**Source text:**

==========

Cash flow in comparison is the difference between the actual inflow and the outflow.
As a result cash flow goes on to include either working capital infusion that an entrepreneur may resort to or any other type of debt financing that the company has to go through to ensure the smooth functioning of the business without any possible break or stoppage.
Ways to Project Cash Flow Management
That surely brings us to the next port of call in the cash flow management trail.
It is about how exactly do you need to project cash flow to gain a reasonably realistic estimate and not compromise the business basics of your organization either.
One of the simple approaches would be to stick to actuals and project only what can be realistically assess.
So this includes:
- The actual cash in hand- your personal savings, money in hand and actual bank account balance
- List out the anticipated fund inflows including customer payments, debt collection, earnings from interest and money that the company might earn from its investment
- The next logical step after this is to list out the outflow as well in equally detailed manner. This should account for monthly salary payroll, overhead payment, tax liability, possible debt payment and also possible liability from future tax obligations
- You must also list out the future expenses that you might have to incur like investing in new machinery, expenses for creating brand awareness and other marketing initiatives.
Once all these elements have been accounted for, your next step involves putting them in an excel sheet in a proper order.
This facilitates regular assessment and update of the same without any kind of problem and harassment in following of a proper cash flow management strategy for your business.
– Cash Flow Management Software
As a first time entrepreneur, you can even look at taking advantage of the many interesting and easy to use software that are available for easy accounting.
This regular updating is crucial as it will keep you abreast of any negative cash balance that you might register.
You have to remember that even a small amount of negative cash balance can be a huge problem for the business and in no situation can the business run smoothly with negative cash balance.
The regular accounting helps you to stay on top of this problem at all times.
In fact in the interest of your company’s long term gains, it pays to be exceptionally conservative in this aspect and keep the inflow estimate on lower than expected levels and projected outflow at the higher end.
What this instantly seeks to achieve is a small buffer that will help you tide over possible exigencies that you might face during the course of running the business.
Remember ending up with negative cash flow almost invariably means loss of business, trust and credibility and that is a big ‘avoid’ for a startup trying to buy a successful business model.
Another effective tool to rein in your cash flow management is tracking the actuals.
Compare and contrast the projected numbers with the actual cash flow as and when required.
This will not only help you stay updated on the company’s business but also help you gain a realistic idea on the expected level of cash flow from a specific function or endeavor.
This kind of exercise also goes well in helping entrepreneurs learning from past experiences and creating better buffers for future transactions.
Better Cash Flow Management
So that brings us to the fundamental aspect that what and how should you go about following a cash flow management strategy in your firm to create a strong gateway for future successes.
The two main aspects are managing the receivables better and organizing the payables in a clear manner to ensure that there are no major slip ups.
1. Tracking Your Receivables
1) Remember that in most businesses, you are never paid instantly and that by far, is the most important reason why cash flow management problems come to foray at all.
This is exactly why effective tracking and management of receivables is so important.
The trick is to create some easy to implement and effective alternatives to ensure better flow of the fund that you expect to receive.
2) You can begin by offering discount to customers for faster payment of bills.

==========

(Extracted data entries)
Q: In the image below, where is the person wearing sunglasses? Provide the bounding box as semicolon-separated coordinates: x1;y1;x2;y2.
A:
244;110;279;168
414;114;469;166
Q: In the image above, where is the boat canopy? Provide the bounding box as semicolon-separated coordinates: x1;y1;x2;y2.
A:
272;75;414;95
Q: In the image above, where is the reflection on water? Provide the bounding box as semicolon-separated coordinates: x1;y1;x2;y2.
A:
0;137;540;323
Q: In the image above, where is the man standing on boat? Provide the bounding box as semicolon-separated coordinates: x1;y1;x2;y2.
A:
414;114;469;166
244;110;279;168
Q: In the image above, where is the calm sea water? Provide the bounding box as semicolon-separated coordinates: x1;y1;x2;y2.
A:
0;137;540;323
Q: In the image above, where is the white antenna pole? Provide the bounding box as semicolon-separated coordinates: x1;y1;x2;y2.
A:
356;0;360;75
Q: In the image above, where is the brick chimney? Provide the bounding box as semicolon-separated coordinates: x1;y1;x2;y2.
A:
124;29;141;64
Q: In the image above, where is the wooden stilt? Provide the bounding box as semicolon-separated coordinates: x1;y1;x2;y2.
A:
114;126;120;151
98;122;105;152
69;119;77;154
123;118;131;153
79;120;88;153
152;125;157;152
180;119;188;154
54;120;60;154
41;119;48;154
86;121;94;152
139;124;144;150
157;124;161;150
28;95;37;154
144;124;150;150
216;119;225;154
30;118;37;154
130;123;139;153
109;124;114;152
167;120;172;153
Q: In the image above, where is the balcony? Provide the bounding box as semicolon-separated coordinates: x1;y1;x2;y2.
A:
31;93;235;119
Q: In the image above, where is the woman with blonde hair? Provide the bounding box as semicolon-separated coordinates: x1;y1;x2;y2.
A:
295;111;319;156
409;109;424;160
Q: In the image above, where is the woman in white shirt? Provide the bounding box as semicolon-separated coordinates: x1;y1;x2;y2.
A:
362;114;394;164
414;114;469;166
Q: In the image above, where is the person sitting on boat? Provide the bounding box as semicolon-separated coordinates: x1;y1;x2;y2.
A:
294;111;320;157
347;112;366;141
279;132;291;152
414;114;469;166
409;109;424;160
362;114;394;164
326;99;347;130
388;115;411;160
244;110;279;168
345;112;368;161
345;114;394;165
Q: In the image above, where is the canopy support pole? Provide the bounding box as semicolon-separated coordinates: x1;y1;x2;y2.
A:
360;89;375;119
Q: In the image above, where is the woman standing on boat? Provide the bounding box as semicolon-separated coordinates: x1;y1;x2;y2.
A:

==========

**Task list:**
(1) Answer these questions using the cash flow management text:
(a) After all the elements have been accounted for, where should they be put?
(b) What two main aspects of a cash flow management strategy does the text name?
(c) What can be offered to customers to get bills paid faster?
(2) List every anticipated fund inflow that the cash flow management text names.

**Per-task outputs:**
(1)
(a) In an excel sheet, in a proper order.
(b) Managing the receivables better and organizing the payables in a clear manner.
(c) A discount.

(2)
- Customer payments
- Debt collection
- Earnings from interest
- Money that the company might earn from its investment